- [Excerpt provided]:
----

Despite the lightweight tech, Tesla couldn’t get around adding 739 pounds to what a stock Elise would be. And as you’d expect the increase does dull the dynamics of the Tesla a bit. However diluting the dynamics of a car like the Elise still makes for an experience that most sports cars can’t match. Yes the Tesla Roadster Sport lacks the delicacy of the Elise’s steering and the fluidity of the chassis’ response to inputs. However it’s still a first rate sports car in the corners.
However the straights are a different story. Lets look at the numbers. Zero to sixty comes up in 3.9 seconds on the standard Tesla Roadster. On the Roadster Sport we tested it’s a mind numbing 3.7 seconds. Read it slow and the Tesla will be at sixty before you’re done: three point seven seconds. That’s a full second faster than a BMW M3 and half a second faster than an M6. Want to compare the quickest MINI? The JCW does the same trick in a little over 6 seconds. The MINI Cooper takes double the time.
That’s not to say it’s the perfect drivetrain. The engine (if you can call it that) runs out of rpms at the highend and will never be able to give you the thrill of a high revving four and eight cylinder. But this is a different kind of experience. Even the traction control is from another planet. There is no detectible loss of power when the TC light flashes. The engine simple (and imperceptibly) reduces torque to the wheels according to the traction that is available.
3.7 seconds to 60 mph literally forces you to recalibrate your idea of fast. But it’s not just the acceleration. The feeling of the torque and the sound are what make the experience completely earth shattering. This is the future I was promised as a kid growing up in the 80’s. It’s the sound of space ships.. It’s the acceleration of light speed. This is what I expected 2010 to feel like. Why is Tesla the only one who gets this?

----

- [Extracted information]:
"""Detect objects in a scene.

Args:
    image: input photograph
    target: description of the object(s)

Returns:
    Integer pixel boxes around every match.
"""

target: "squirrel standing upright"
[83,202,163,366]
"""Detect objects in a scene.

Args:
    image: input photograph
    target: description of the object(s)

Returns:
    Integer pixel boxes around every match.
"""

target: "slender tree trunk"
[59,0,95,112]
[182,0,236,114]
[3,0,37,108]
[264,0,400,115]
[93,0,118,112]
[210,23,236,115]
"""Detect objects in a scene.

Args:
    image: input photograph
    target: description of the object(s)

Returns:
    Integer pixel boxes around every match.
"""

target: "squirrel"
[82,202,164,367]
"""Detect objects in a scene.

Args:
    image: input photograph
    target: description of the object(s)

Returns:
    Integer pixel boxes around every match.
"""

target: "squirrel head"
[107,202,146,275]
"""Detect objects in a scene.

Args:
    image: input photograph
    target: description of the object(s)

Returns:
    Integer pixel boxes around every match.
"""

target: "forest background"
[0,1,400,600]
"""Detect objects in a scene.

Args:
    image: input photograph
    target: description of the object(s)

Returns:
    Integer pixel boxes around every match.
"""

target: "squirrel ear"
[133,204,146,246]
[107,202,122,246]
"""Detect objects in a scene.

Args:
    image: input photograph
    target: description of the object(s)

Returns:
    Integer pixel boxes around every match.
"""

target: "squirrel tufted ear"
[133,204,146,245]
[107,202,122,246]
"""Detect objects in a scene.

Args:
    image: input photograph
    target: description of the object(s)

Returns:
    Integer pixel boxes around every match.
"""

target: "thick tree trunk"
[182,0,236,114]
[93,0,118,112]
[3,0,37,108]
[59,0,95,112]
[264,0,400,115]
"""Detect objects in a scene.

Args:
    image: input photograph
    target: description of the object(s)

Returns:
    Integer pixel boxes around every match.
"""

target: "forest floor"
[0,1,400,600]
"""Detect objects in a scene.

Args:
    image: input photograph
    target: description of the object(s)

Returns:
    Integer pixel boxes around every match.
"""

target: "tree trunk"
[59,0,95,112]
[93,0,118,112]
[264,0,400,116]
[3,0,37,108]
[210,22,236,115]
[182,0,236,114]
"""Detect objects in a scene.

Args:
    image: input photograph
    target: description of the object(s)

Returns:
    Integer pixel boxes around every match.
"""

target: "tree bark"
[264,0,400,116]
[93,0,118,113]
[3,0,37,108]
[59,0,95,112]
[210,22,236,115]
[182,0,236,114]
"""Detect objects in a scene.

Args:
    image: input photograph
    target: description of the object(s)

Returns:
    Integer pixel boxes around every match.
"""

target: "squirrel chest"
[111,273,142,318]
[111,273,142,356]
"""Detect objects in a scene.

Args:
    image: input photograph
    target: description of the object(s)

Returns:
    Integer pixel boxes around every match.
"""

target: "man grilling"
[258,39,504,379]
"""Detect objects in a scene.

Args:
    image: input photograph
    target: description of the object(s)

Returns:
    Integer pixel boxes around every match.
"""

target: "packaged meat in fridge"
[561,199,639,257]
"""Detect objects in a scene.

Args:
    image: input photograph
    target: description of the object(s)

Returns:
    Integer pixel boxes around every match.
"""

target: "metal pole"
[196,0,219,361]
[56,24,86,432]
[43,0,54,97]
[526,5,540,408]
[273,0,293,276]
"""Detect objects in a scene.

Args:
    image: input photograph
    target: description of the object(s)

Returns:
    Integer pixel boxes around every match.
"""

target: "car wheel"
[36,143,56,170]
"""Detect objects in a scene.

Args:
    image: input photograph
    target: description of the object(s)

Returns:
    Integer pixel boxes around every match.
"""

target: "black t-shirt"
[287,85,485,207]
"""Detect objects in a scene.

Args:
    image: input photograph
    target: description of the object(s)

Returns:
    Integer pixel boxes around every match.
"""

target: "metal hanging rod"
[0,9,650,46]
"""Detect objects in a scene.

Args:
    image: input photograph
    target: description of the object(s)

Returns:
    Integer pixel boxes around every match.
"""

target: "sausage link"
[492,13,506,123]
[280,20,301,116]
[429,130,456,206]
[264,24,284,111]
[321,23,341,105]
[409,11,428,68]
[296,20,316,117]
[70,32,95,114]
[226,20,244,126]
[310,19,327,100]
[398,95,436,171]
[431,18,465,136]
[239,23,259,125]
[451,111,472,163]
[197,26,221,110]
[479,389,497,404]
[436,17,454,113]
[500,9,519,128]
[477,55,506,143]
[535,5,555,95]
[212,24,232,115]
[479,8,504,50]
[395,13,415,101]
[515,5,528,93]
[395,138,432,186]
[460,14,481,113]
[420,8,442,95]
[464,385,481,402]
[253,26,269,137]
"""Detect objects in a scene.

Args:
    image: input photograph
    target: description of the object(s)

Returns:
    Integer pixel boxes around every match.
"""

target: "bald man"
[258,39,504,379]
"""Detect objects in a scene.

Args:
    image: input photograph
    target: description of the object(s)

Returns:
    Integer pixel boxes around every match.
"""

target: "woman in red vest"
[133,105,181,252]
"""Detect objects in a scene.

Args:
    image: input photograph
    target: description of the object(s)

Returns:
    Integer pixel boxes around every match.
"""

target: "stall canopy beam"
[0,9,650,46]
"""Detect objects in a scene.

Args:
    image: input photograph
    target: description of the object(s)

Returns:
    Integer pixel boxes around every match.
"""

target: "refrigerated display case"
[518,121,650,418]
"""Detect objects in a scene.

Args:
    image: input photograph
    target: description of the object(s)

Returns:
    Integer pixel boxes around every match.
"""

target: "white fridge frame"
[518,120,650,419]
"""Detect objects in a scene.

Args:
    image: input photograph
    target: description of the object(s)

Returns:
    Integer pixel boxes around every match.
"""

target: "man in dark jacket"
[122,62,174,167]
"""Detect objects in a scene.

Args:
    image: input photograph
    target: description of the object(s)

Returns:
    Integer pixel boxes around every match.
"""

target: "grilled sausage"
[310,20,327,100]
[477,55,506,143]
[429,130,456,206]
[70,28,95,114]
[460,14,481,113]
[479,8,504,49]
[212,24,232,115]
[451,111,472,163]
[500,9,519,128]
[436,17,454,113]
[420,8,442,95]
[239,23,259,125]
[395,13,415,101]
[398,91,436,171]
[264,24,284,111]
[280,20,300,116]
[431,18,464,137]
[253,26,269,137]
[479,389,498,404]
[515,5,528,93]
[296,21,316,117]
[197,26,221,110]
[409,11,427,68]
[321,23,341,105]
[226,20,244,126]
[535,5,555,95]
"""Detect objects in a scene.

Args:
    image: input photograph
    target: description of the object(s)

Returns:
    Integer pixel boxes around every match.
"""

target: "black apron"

----

- [Exercise set]:
A: Translate this sentence from the Tesla Roadster review into Spanish: "That’s a full second faster than a BMW M3 and half a second faster than an M6."
B: Continue the Tesla Roadster review from its final sentence.
The records have no connection to the Tesla Roadster review.

- [Responses for each task]:
A: Es un segundo completo más rápido que un BMW M3 y medio segundo más rápido que un M6.

B:
It’s been up and down for Tesla over the past few years. There have been triumphs (the product) and there have been low points (the loss of three key employees in a plane crash last week). But the company looks to be financially well positioned having just secured a government loan along with other private backing that it’s relied on to date. Then there’s the model S coming in 2011. A seven passenger sedan that is nothing less than revolutionary in its packaging and performance.
Where does that leave us? There’s little question that the internal combustion engine isn’t going away. While Tesla is clearly creating one flavor of future of automotive transportation, BMW is at the other end of the spectrum doing the little things that allow for mass adaption of fuel savings measures. In fact the BMW Group (which of course includes MINI) has been named the most sustainable automaker for the 5th straight year because of the efforts currently in place. But even a longstanding automaker like BMW can clearly see the need for a pure electric vehicle. They have gone on record in saying that they will have an all electric vehicle available for the mass market in the middle of this decade.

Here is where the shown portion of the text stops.